→ Set exercise 1:
Answer these questions from the Grotek Pro-silicate thread:
(a) What ingredient does the first post say the product contains?
(b) Which Dyna Gro product does Droopy Dog say he has experience with?
(c) Besides the product under discussion, which two things does Droopy Dog name as used in organics without being organic themselves?
→ Set exercise 2: Retype the passage of the Grotek Pro-silicate thread starting with "Silica is weird, it" and going on through "find the ingredients.", with no changes.

→ Supplied text:
--------------------------------
# Will Grotek Pro-silicate kill my micro herd?



## next (Mar 13, 2015)

Title pretty much says it call..

Product has potassium chloride in it.. probly not a good idea?


----------



## The Hemp Goddess (Mar 13, 2015)

This is the bottom line with organics....EVERYTHING you put into the soil needs to be organic.  Is this organic?  No?  Then do not use it.


----------



## Dman1234 (Mar 13, 2015)

But if your not organic it is a great product.


----------



## next (Mar 13, 2015)

IS there an organic alternative to this? I like that it very alkaline, would help manage the low ph of earth juice.


----------



## Rosebud (Mar 13, 2015)

Silica is weird, it is organic of course being sand, but mostly it is used for compacted soil. I used it once in my grow and was not pleased, which is weird because it has no nutrients in it so even though that was the only thing different, I can't say it was the silica.  If i was planting in the ground i would use it for aeration etc. My planting mix just doesn't seem to need it.
 I see they added some potash, my computer wouldn't allow me to look at the ingredients. THG is right, if your going organic then you have to read beyond what is on the label and dig till you find the ingredients.


----------



## Droopy Dog (Mar 20, 2015)

You need to understand that there are more than a few things used in organics that are not themselves organic, but are organic "compatible". This is one of them. Lime is another and perlite a third.If something does not contain carbon, it is technically not organic, but its use doesn't destroy the grow's organic status.

I have never used the Grotek, but have experience with ProTekt from Dyna Gro, an excellent product. In fact, just about all of the 'organic pH-up are some form of potassium silicate. Read some labels and see for yourself. I don't use it as a pH up, but for the other benefits that silica brings to the table. Another source of K doesn't hurt eitther.
--------------------------------
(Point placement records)
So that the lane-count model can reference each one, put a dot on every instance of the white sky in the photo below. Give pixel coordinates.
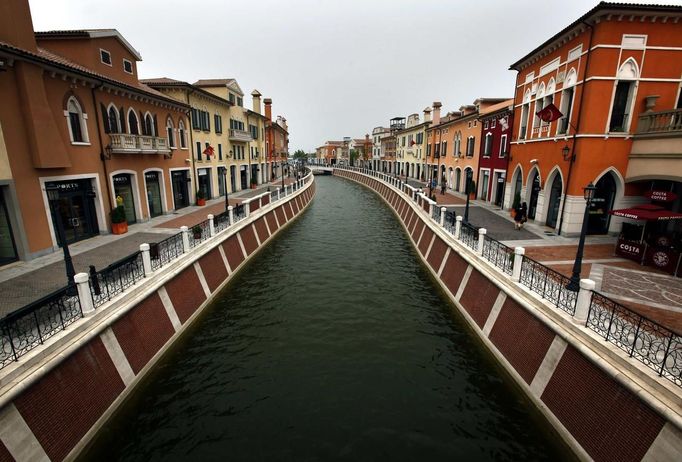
(333, 68)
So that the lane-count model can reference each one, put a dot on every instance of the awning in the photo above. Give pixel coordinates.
(648, 212)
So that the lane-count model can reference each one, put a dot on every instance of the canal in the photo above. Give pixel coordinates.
(332, 344)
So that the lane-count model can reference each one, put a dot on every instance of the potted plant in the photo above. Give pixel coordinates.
(119, 223)
(201, 197)
(515, 204)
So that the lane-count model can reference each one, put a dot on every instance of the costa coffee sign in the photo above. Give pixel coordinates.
(661, 196)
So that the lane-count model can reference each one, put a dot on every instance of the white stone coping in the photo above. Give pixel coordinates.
(657, 392)
(34, 365)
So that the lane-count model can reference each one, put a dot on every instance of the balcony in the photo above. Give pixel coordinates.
(121, 143)
(240, 135)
--------------------------------
→ Output 1:
(a) Potassium chloride
(b) ProTekt
(c) Lime and perlite

→ Output 2:
Silica is weird, it is organic of course being sand, but mostly it is used for compacted soil. I used it once in my grow and was not pleased, which is weird because it has no nutrients in it so even though that was the only thing different, I can't say it was the silica.  If i was planting in the ground i would use it for aeration etc. My planting mix just doesn't seem to need it.
 I see they added some potash, my computer wouldn't allow me to look at the ingredients. THG is right, if your going organic then you have to read beyond what is on the label and dig till you find the ingredients.